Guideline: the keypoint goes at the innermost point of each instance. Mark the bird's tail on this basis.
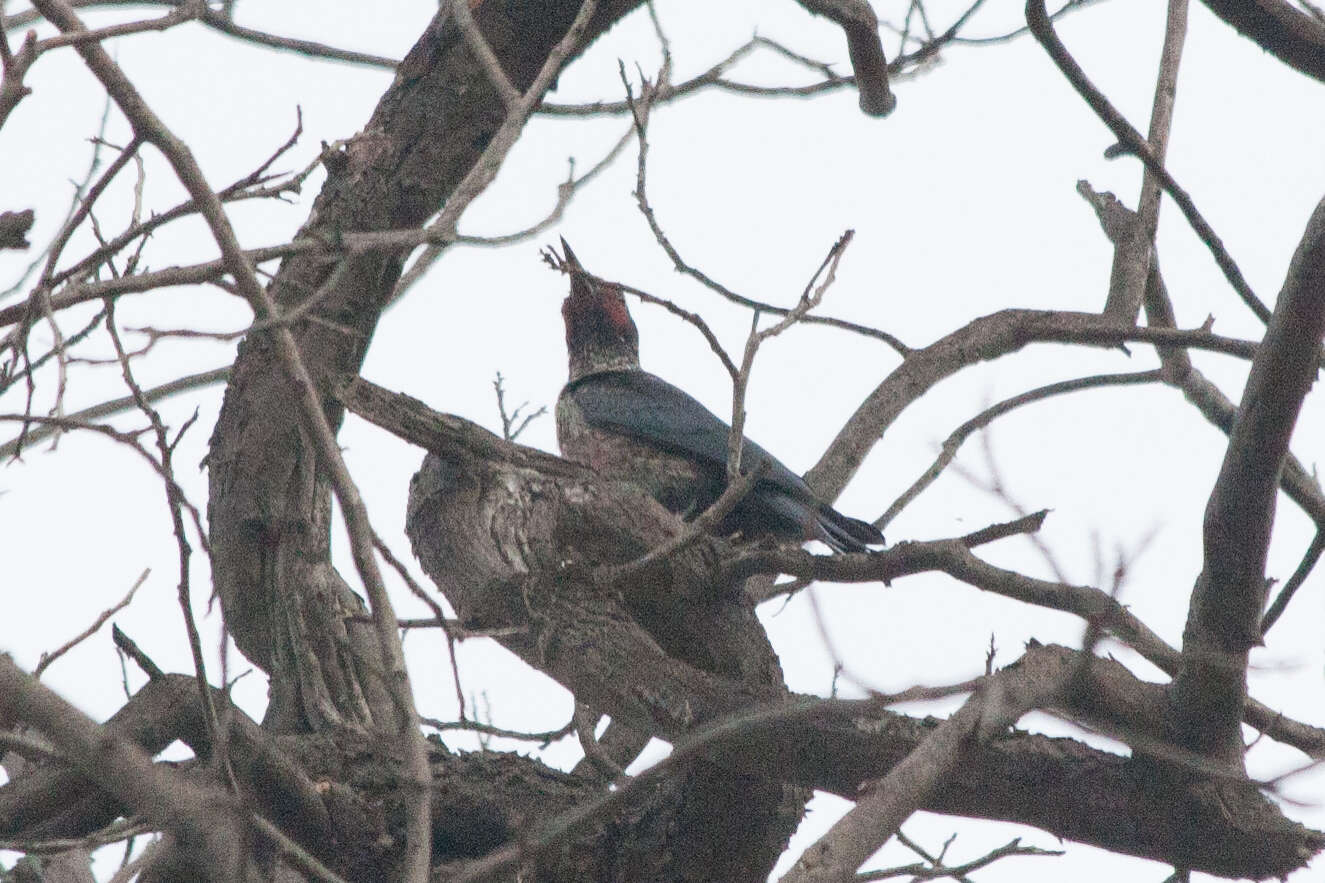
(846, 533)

--

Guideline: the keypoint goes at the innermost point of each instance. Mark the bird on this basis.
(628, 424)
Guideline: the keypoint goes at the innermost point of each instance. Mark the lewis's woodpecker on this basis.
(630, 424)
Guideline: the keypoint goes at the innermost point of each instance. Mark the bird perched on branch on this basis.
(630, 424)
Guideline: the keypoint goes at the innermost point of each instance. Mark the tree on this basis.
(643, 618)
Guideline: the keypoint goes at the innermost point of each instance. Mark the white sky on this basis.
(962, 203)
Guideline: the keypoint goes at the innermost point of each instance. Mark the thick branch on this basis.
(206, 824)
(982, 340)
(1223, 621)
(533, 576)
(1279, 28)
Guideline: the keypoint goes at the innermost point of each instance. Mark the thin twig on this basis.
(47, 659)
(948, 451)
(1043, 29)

...

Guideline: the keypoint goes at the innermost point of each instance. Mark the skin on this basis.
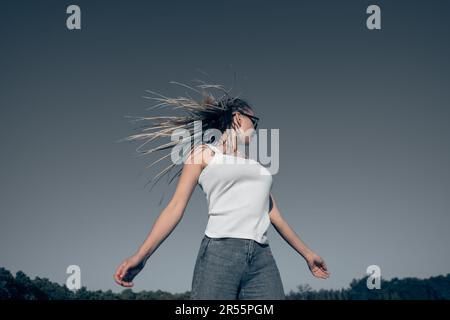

Obiettivo dell'esercizio
Mostri tutte le righe dei dati riportati sopra in cui compare la parola "keypoint".

Risposta completa
Guideline: the keypoint goes at the innermost point of each instance. Mark the bird's tail on this basis.
Guideline: the keypoint goes at the innermost point of each instance. Mark the bird on this basis.
Guideline: the keypoint goes at the innermost point of each instance. Mark the lewis's woodpecker on this basis.
Guideline: the keypoint goes at the innermost point of each instance. Mark the bird perched on branch on this basis.
Guideline: the keypoint goes at the innermost point of each instance. Mark the tree on this basis.
Guideline: the keypoint goes at the innermost point of each instance. Mark the white sky on this basis.
Guideline: the keypoint goes at the innermost point of each instance. Mark the thick branch on this basis.
Guideline: the keypoint goes at the innermost point of each instance. Mark the thin twig on this basis.
Guideline: the keypoint goes at the innermost point of each instance. Mark the skin on this basis.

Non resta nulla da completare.